## Provided passage:
• • • • •

The number of deaths in local jails as documented by Reuters, along with data collected by The Marshall Project and the New York Times on state and federal prisons, clearly illustrates that these various cages are concentration camps. People are dying premature and unnecessary deaths there, in disproportionate numbers for people of color and for people with various intersections based on nationality, gender, sexual orientation and disability. 

From Care Not Cages: A People’s Guide to Healing – a 2018 zine and video series featuring incarcerated artists dreamt up by Decarcerate Alameda County and Prison Renaissance.

These deaths, particularly in U.S. jails, are being undercounted for many reasons. Jail facilities transfer incarcerated workers to outside medical facilities before they die so their deaths won’t be counted as happening in custody. There are “compassionate releases” where folks who have been locked up and are terminally ill will die in their own communities rather than in the damning custody of municipal, county, state and federal agencies.

• • • • •

## Extracted records:
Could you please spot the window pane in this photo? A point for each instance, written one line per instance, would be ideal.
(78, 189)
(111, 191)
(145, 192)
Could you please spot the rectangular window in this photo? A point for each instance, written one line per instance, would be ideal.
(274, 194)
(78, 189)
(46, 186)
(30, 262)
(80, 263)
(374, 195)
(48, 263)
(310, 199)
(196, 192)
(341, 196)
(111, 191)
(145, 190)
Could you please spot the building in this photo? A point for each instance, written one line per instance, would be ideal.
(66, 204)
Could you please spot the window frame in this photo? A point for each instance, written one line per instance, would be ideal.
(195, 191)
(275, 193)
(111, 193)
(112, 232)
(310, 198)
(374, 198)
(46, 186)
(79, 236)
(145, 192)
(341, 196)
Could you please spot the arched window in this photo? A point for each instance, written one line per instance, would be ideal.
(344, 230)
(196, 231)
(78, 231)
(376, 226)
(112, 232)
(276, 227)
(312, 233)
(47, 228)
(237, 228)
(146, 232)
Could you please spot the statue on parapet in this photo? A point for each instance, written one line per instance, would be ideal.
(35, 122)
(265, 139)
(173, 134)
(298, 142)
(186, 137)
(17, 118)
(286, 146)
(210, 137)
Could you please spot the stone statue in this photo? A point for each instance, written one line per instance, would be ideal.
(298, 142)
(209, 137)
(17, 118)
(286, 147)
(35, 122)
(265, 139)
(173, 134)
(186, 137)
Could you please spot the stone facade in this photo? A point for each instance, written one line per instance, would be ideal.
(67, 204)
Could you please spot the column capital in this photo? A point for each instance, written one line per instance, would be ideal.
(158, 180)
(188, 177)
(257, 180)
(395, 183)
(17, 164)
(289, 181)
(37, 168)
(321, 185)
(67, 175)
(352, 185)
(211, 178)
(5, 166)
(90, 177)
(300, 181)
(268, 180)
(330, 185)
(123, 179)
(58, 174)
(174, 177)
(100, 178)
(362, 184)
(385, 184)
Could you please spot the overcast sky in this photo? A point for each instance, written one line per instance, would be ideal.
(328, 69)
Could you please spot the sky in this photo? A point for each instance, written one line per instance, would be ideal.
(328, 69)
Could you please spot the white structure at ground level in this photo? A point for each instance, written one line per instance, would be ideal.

• • • • •

## Task requirements:
A. According to the passage on deaths in jails and prisons, why do jail facilities transfer incarcerated workers to outside medical facilities before they die?
B. Reproduce the passage on deaths in jails and prisons from "From Care Not" up to and including "and Prison Renaissance.", substituting "booklet" for "zine".

## Written responses:
A. They make these transfers so that the deaths will not be counted as happening in custody. The passage gives this as one of the reasons that deaths in U.S. jails are undercounted.

B.
From Care Not Cages: A People’s Guide to Healing – a 2018 booklet and video series featuring incarcerated artists dreamt up by Decarcerate Alameda County and Prison Renaissance.